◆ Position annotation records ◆
-*-*-
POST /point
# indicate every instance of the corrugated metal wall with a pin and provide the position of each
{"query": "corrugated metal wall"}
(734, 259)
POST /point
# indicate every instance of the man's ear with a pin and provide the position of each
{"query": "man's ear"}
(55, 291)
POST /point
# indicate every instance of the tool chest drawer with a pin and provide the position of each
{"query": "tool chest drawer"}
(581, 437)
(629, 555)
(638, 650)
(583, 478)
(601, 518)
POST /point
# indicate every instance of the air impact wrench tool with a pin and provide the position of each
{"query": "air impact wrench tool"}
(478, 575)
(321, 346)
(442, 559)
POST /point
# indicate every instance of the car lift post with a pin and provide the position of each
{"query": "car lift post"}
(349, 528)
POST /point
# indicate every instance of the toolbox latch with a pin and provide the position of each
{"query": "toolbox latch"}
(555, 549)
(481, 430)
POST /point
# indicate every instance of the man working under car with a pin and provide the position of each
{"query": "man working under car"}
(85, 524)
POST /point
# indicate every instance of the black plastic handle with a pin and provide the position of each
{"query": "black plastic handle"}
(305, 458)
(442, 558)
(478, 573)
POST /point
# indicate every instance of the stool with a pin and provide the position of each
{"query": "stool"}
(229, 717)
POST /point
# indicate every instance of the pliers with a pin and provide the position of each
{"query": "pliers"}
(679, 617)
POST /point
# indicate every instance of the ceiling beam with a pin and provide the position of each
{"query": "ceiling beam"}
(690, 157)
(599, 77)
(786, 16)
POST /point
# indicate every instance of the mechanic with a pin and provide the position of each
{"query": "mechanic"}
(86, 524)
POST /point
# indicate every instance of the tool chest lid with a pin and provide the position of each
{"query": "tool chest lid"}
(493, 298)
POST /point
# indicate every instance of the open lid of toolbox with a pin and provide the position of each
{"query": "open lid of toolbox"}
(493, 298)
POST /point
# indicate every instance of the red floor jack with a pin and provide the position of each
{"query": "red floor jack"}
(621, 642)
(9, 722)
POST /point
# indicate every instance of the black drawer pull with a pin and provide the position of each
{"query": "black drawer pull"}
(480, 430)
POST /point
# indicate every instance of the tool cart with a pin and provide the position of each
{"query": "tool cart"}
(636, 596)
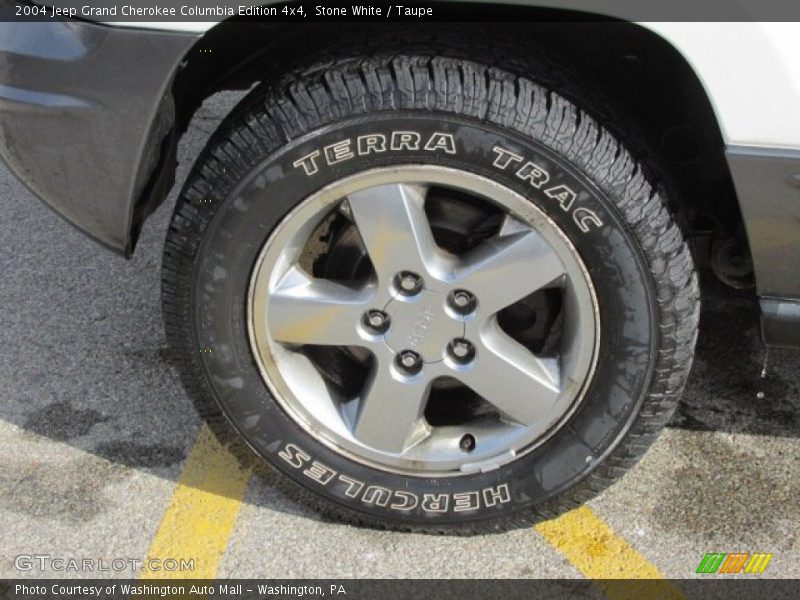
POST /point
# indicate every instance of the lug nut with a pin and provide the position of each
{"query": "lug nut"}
(462, 301)
(409, 362)
(376, 321)
(467, 443)
(460, 350)
(408, 283)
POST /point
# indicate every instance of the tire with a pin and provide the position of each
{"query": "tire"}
(288, 143)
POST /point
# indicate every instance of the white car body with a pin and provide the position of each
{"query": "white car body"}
(749, 70)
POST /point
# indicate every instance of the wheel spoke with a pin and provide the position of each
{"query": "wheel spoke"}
(394, 227)
(390, 411)
(523, 386)
(505, 270)
(305, 310)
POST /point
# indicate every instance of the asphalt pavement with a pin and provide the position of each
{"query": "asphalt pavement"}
(95, 431)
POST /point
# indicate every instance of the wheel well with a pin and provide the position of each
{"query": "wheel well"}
(642, 76)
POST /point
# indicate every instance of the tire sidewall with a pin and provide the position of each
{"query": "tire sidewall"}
(245, 216)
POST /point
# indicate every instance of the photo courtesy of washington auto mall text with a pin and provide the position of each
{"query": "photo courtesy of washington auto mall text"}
(469, 299)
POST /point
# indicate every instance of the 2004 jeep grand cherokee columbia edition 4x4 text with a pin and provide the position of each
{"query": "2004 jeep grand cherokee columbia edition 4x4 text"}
(441, 276)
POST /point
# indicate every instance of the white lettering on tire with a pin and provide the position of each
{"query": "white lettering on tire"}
(383, 497)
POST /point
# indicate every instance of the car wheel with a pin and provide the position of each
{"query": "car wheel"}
(433, 293)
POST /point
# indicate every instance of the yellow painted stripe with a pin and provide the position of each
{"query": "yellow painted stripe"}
(203, 511)
(599, 554)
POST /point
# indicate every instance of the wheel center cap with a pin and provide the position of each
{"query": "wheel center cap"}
(422, 324)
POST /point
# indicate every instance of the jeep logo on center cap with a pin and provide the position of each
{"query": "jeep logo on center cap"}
(423, 324)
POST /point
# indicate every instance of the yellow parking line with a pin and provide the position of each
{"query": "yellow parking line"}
(203, 511)
(600, 554)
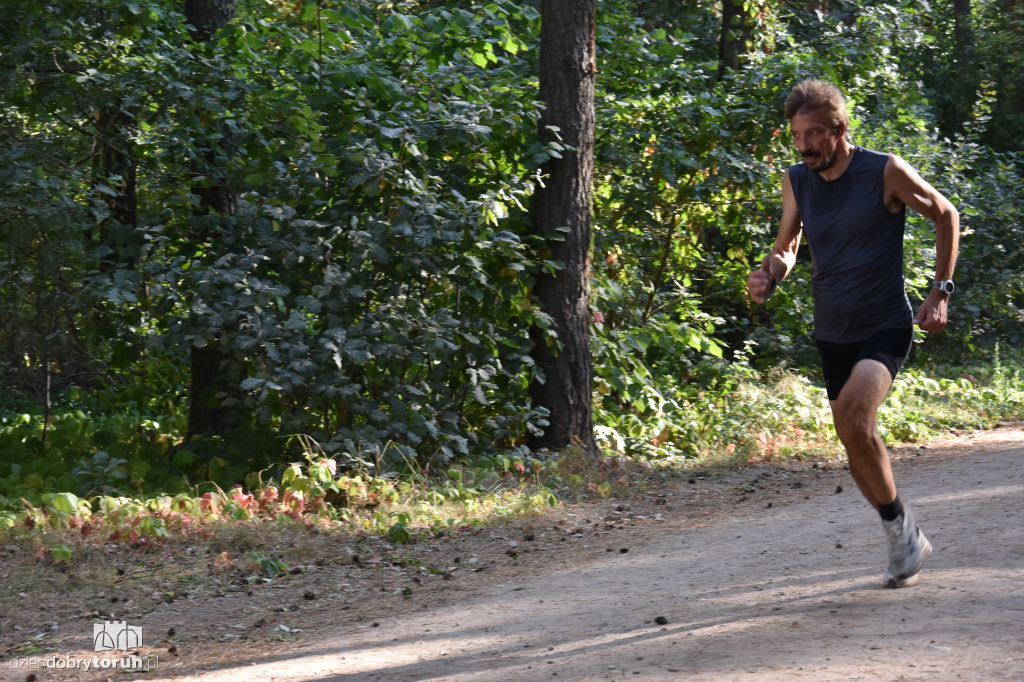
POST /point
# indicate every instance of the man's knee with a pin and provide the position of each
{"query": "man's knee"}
(855, 424)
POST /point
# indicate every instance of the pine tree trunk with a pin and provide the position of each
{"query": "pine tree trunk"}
(561, 213)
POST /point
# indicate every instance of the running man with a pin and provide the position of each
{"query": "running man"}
(851, 204)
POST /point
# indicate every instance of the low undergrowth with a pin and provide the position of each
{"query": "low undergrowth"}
(743, 417)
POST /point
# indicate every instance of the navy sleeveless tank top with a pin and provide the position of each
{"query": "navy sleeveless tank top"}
(856, 250)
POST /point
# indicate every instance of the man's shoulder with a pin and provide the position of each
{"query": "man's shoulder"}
(871, 157)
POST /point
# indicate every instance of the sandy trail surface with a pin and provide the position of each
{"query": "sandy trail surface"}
(783, 587)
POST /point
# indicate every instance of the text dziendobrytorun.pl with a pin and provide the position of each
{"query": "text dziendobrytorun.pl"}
(128, 664)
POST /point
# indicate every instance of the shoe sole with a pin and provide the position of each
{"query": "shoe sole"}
(910, 580)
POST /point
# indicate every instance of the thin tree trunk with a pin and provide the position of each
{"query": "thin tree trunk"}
(215, 396)
(561, 213)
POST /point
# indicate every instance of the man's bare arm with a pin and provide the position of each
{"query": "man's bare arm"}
(780, 260)
(904, 184)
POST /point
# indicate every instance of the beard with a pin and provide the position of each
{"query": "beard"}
(826, 162)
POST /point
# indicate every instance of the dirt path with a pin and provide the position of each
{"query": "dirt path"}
(784, 586)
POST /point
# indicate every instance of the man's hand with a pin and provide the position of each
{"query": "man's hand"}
(759, 284)
(932, 313)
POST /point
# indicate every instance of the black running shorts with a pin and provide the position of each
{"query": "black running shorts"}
(891, 347)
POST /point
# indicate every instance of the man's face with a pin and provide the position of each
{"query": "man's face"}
(815, 138)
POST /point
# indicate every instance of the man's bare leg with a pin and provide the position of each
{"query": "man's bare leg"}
(855, 415)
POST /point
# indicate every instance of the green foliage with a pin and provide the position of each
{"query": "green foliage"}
(374, 276)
-*-*-
◆ Problem details ◆
Transcribe the whole listing, character for character, but not its images.

◆ Output of the task ◆
POST /point
# indicate every instance of the corrugated metal wall with a pin and provide the position of each
{"query": "corrugated metal wall"}
(734, 259)
POST /point
# indicate every instance of the man's ear with a pin and provide the position of each
{"query": "man's ear"}
(55, 291)
POST /point
# indicate every instance of the tool chest drawer with a pin and provide the position of each
{"query": "tool chest drawer"}
(581, 437)
(629, 555)
(638, 650)
(583, 478)
(601, 518)
POST /point
# indicate every instance of the air impact wrench tool with a pin and provide the position of each
{"query": "air impact wrench tool"}
(478, 575)
(321, 346)
(442, 559)
POST /point
# indicate every instance of the car lift post with a pin and provide the position of each
{"query": "car lift post"}
(349, 528)
POST /point
# indicate every instance of the toolbox latch with a pin and provide the position of each
{"query": "toolbox latch"}
(555, 549)
(481, 430)
POST /point
# indicate every instance of the man working under car with a pin and provide the position of each
{"query": "man working under car"}
(85, 524)
POST /point
# indicate every instance of the black plastic handle with a pin and provide the position of each
{"query": "black plastic handle"}
(305, 458)
(442, 558)
(478, 573)
POST /point
# indicate every instance of the stool with a pin and provide the position of each
{"query": "stool"}
(229, 717)
POST /point
# indicate every instance of the pliers with a pin and provide the position of each
{"query": "pliers"}
(679, 617)
POST /point
# indicate every instance of the ceiling beam with a pin and provide the position of each
{"query": "ceiling beam"}
(690, 157)
(599, 77)
(786, 16)
POST /point
# indicate every instance of the mechanic with a pin and provide the position of each
{"query": "mechanic"}
(86, 524)
POST /point
# indicate every instance of the tool chest lid with a pin and provide the position of each
{"query": "tool chest lid"}
(493, 298)
POST /point
# indicate every instance of the open lid of toolbox with a pin and provide the position of each
{"query": "open lid of toolbox"}
(493, 298)
POST /point
# indicate every instance of the red floor jack with a pin and provide the position of each
{"query": "red floor jack"}
(621, 642)
(9, 722)
POST /point
# indicate every instance of the black drawer pull with a pin and provide the position of each
{"query": "black drawer pull"}
(480, 430)
POST /point
# indicate every instance of the tool cart with a pin and provide the position of each
{"query": "tool cart"}
(636, 596)
POST /point
# indicate every instance of the lug nut with a pin and provide the position of each
{"query": "lug nut"}
(462, 301)
(409, 362)
(376, 321)
(467, 443)
(460, 350)
(408, 283)
POST /point
# indicate every instance of the tire with a pin and provide the position of each
{"query": "tire"}
(288, 143)
POST /point
# indicate every instance of the white car body with a pin and provide the position of each
{"query": "white car body"}
(749, 70)
POST /point
# indicate every instance of the wheel spoke with a pin and provide the position of each
{"query": "wheel spoke"}
(394, 227)
(390, 411)
(523, 386)
(505, 270)
(305, 310)
POST /point
# indicate every instance of the asphalt pavement with a pin and provide the position of each
{"query": "asphalt pavement"}
(95, 431)
POST /point
# indicate every instance of the wheel well with a pin and provide the position of each
{"query": "wheel well"}
(642, 76)
POST /point
# indicate every instance of the tire sidewall with a pin and provide the position of each
{"query": "tire sidewall"}
(245, 216)
POST /point
# indicate every instance of the photo courtesy of washington auto mall text with a pin and provide the position of each
{"query": "photo courtesy of washington auto mall text"}
(469, 299)
POST /point
# indicate every instance of the 2004 jeep grand cherokee columbia edition 4x4 text with a pin and provide the position of each
{"query": "2004 jeep grand cherokee columbia edition 4x4 text"}
(441, 276)
POST /point
# indicate every instance of the white lettering on tire with a pin and provide the position of each
{"query": "white lettering on tire"}
(383, 497)
POST /point
# indicate every instance of the car wheel with a pin and provide the position of each
{"query": "car wheel"}
(433, 293)
POST /point
# indicate every instance of the yellow painted stripe with a pin and provide the position of each
{"query": "yellow painted stripe"}
(203, 511)
(599, 554)
POST /point
# indicate every instance of the wheel center cap with a pin and provide the position of each
{"query": "wheel center cap"}
(422, 324)
POST /point
# indicate every instance of the jeep logo on center cap with a pin and provide the position of each
{"query": "jeep logo on center cap"}
(423, 324)
POST /point
# indicate every instance of the yellow parking line with a pin and provide the position of each
{"query": "yellow parking line"}
(203, 511)
(600, 554)
POST /point
# indicate every instance of the man's knee with a pin and provide the position of each
{"query": "man's knee"}
(855, 424)
POST /point
# indicate every instance of the pine tree trunk with a pin and provide the position of each
{"query": "pine tree trunk"}
(561, 213)
POST /point
# indicate every instance of the running man with a pin and provide the position of each
{"query": "running man"}
(851, 204)
POST /point
# indicate every instance of the low undergrowth with a pin and provide the position of each
{"query": "low undergrowth"}
(743, 417)
POST /point
# indicate every instance of the navy sleeveless tank top with a pin and provide the position of each
{"query": "navy sleeveless tank top"}
(856, 250)
POST /point
# indicate every instance of the man's shoulder with a pin and provide the position of each
{"query": "man's shoulder"}
(871, 157)
POST /point
# indicate every instance of the sandy trail surface with a pin and provide the position of each
{"query": "sandy trail surface"}
(783, 587)
POST /point
# indicate every instance of the text dziendobrytorun.pl with a pin and provide the position of each
{"query": "text dziendobrytorun.pl"}
(128, 664)
POST /point
# indicate every instance of the shoe sole with a pin and provide the position of each
{"query": "shoe sole"}
(910, 580)
POST /point
# indicate every instance of the thin tree trunk with a pin and provide the position of each
{"query": "thin tree trunk"}
(215, 396)
(561, 213)
POST /point
# indicate every instance of the man's bare arm with a pin and provide the position of each
{"query": "man's bare arm"}
(780, 260)
(904, 184)
POST /point
# indicate every instance of the beard with a pin and provide the position of each
{"query": "beard"}
(826, 162)
POST /point
# indicate every instance of the dirt path with a pin and provide the position of each
{"query": "dirt path"}
(784, 586)
POST /point
# indicate every instance of the man's hand with a pin and provide the position of each
{"query": "man's hand"}
(759, 284)
(932, 313)
POST /point
# indicate every instance of the black running shorts with a pin and provide the position of each
{"query": "black running shorts"}
(891, 347)
POST /point
# indicate every instance of the man's face with a pin and provide the position of each
{"query": "man's face"}
(815, 138)
POST /point
# indicate every instance of the man's bare leg with a pin and provide the position of each
{"query": "man's bare leg"}
(855, 415)
POST /point
# indicate every instance of the green foliage with a pin and provide the position of each
{"query": "green foliage"}
(374, 276)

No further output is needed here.